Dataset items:
/---
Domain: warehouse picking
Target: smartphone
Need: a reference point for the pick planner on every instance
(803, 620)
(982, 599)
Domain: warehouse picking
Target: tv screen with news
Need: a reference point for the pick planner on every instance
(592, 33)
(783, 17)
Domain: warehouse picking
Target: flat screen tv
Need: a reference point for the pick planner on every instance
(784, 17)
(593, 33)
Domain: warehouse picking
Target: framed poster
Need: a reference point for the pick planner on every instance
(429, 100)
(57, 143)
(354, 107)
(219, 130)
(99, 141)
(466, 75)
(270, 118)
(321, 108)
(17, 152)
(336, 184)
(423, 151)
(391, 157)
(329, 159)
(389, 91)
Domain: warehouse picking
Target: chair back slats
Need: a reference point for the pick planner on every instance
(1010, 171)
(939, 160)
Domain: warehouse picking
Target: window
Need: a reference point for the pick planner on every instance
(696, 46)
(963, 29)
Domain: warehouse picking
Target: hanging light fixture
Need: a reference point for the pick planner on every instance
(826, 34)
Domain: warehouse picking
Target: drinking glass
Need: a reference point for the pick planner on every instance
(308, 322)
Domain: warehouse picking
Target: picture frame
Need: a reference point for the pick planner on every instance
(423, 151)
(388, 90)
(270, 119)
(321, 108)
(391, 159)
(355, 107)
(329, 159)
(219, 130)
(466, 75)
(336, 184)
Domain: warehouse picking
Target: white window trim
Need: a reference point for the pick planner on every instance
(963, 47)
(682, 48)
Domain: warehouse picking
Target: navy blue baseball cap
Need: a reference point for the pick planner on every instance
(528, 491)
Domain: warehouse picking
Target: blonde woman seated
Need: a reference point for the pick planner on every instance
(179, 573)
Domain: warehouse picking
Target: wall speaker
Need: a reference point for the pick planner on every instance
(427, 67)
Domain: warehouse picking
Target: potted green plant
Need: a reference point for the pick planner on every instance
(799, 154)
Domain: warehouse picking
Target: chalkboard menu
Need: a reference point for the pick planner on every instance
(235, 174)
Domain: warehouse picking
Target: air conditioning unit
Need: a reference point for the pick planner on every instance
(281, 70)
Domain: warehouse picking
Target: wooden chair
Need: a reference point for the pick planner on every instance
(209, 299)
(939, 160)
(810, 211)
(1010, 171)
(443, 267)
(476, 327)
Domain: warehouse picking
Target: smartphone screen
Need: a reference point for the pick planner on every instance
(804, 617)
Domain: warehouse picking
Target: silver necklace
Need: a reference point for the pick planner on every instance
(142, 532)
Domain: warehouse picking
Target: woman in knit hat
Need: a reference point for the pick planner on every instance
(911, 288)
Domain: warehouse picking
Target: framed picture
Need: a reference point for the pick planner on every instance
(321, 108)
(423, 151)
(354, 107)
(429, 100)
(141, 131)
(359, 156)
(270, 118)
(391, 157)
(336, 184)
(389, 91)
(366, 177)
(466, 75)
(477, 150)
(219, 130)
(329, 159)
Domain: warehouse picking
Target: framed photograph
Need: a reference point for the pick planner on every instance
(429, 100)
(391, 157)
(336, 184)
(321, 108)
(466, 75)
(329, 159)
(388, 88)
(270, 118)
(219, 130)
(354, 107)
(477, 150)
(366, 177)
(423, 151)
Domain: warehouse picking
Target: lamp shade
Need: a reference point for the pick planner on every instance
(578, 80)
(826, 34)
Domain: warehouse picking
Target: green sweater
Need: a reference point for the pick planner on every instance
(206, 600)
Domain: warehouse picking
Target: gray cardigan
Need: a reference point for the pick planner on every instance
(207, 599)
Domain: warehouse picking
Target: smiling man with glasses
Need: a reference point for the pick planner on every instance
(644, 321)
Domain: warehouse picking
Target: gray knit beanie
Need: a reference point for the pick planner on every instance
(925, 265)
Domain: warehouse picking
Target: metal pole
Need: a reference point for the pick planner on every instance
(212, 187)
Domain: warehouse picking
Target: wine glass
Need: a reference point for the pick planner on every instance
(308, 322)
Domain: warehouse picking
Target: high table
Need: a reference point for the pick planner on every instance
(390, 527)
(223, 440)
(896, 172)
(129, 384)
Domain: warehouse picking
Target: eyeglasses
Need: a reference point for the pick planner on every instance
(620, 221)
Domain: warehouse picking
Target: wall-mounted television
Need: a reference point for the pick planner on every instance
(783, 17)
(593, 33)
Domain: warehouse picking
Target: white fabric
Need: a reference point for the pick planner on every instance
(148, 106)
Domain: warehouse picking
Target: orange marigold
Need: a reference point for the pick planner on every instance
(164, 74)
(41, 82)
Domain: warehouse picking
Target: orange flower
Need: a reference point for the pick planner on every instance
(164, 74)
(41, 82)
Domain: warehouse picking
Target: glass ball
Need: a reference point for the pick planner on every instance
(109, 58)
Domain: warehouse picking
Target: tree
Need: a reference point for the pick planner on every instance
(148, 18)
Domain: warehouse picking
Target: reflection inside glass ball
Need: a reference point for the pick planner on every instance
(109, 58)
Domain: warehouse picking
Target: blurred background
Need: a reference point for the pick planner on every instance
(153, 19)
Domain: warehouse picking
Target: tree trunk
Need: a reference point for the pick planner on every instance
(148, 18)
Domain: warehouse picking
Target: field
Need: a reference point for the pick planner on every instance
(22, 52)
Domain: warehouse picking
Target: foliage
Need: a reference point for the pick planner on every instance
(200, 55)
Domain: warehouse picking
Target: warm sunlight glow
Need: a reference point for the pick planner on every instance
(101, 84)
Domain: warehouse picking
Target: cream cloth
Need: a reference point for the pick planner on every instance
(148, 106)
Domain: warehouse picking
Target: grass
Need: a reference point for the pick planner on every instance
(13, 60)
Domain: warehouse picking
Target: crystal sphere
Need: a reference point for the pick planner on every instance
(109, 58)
\---
/---
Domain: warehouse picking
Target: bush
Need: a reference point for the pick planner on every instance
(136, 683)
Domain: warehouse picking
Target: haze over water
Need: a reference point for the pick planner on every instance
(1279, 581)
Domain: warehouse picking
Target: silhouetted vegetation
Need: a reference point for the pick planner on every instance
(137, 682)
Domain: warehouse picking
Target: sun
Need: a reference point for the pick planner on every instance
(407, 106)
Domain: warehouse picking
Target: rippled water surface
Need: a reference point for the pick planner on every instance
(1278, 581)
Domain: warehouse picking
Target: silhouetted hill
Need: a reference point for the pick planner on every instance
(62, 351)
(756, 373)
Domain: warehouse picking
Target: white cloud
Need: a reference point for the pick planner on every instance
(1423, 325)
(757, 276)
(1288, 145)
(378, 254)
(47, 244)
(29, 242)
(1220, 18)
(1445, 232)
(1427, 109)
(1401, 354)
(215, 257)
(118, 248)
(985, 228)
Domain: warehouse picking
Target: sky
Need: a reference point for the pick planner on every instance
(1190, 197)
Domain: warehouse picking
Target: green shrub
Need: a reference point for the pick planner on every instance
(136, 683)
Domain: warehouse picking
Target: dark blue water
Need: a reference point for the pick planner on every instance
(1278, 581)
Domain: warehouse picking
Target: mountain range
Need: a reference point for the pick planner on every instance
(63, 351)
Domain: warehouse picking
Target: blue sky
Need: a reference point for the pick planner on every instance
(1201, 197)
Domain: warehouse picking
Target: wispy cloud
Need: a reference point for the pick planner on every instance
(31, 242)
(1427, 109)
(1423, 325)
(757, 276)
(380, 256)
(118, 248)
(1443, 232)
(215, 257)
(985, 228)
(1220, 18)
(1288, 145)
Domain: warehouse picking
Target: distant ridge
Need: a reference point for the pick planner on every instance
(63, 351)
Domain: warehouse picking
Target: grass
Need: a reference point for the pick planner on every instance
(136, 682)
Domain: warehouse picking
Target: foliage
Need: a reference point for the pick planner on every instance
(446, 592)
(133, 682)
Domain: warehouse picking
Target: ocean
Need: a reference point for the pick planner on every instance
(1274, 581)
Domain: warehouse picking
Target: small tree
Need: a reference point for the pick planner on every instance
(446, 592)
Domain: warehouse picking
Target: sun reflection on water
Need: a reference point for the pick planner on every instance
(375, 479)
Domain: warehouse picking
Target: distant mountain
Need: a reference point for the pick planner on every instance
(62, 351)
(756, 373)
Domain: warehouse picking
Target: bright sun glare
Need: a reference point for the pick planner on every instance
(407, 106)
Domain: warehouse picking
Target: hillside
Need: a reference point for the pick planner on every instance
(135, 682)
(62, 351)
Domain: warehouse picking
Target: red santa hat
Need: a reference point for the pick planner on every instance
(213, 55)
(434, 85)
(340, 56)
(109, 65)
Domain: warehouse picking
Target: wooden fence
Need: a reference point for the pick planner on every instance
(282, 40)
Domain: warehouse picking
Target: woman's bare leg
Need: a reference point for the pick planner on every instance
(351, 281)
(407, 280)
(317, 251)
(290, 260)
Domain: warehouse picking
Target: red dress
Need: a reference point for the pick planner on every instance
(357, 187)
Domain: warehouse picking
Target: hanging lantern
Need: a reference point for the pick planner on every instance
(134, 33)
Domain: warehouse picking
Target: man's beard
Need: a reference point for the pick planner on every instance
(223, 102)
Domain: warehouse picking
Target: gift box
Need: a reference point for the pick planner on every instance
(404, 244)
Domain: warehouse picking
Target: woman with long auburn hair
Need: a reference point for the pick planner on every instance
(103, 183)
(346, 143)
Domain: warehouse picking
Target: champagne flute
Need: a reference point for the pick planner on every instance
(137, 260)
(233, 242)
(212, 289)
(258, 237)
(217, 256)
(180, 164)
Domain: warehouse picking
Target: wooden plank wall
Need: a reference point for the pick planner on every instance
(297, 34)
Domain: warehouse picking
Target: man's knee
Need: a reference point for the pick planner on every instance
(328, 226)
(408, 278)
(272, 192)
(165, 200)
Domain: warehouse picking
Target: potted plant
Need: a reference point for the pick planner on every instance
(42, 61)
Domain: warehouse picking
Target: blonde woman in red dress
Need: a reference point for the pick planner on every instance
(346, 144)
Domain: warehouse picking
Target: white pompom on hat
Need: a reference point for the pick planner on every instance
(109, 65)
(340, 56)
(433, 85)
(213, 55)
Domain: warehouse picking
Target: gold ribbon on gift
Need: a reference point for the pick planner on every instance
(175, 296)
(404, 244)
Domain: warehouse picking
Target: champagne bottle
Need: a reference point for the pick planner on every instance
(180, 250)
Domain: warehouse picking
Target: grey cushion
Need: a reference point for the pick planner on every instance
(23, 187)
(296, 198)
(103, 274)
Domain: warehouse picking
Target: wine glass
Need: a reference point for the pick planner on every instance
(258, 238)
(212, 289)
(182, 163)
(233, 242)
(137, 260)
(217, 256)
\---
/---
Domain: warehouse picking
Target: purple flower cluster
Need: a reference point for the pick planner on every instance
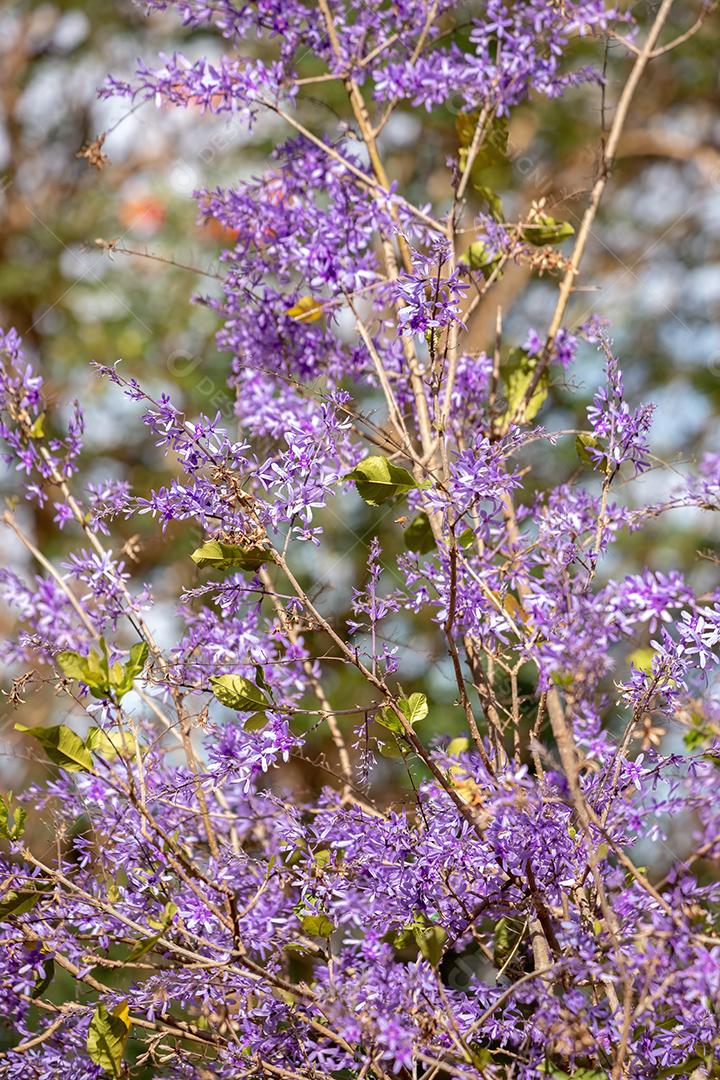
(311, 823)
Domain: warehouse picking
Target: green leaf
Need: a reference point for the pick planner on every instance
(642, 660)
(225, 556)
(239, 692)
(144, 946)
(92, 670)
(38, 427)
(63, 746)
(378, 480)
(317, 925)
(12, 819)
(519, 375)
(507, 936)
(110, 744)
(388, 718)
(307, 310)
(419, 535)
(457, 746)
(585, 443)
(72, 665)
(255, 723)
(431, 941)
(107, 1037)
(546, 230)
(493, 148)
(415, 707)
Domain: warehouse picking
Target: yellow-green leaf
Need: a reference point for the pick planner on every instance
\---
■ What you should do ■
How many of the lines above contain the word "chair"? Case matters, and the reply should be only the number.

■ Full solution ■
2